Task to carry out = Every record that follows must be set down word for word.
[Start of section]
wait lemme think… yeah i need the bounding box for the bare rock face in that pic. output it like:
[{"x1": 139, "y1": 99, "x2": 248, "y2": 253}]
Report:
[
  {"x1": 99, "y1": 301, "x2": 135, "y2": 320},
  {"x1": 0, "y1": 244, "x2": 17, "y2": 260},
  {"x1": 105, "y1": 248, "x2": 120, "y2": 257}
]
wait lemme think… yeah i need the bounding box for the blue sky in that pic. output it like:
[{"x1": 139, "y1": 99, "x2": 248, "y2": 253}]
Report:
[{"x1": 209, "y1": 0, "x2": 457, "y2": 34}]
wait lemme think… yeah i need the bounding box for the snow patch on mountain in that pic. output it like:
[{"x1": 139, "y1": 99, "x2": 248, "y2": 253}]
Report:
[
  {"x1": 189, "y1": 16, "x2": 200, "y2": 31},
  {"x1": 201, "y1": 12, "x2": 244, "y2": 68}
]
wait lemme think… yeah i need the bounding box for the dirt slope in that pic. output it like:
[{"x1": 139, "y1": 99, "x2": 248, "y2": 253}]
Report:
[End of section]
Exercise response =
wait lemme think… yeah i need the bounding box for the bare rock face in that pic. output it like:
[{"x1": 139, "y1": 99, "x2": 248, "y2": 253}]
Report:
[
  {"x1": 99, "y1": 301, "x2": 135, "y2": 320},
  {"x1": 0, "y1": 244, "x2": 17, "y2": 260},
  {"x1": 105, "y1": 248, "x2": 120, "y2": 257}
]
wait lemme think… yeah i need the bounding box for the blue sky in that pic. output it like:
[{"x1": 139, "y1": 99, "x2": 248, "y2": 253}]
Report:
[{"x1": 209, "y1": 0, "x2": 457, "y2": 34}]
wait lemme think… yeah i need the bounding box for the snow patch on mountain in that pic. output it like:
[{"x1": 139, "y1": 99, "x2": 248, "y2": 253}]
Report:
[
  {"x1": 189, "y1": 16, "x2": 200, "y2": 31},
  {"x1": 201, "y1": 12, "x2": 244, "y2": 68}
]
wait lemme think… yeah i need the bounding box for the dirt slope in that pic. output it like:
[{"x1": 139, "y1": 99, "x2": 248, "y2": 253}]
Report:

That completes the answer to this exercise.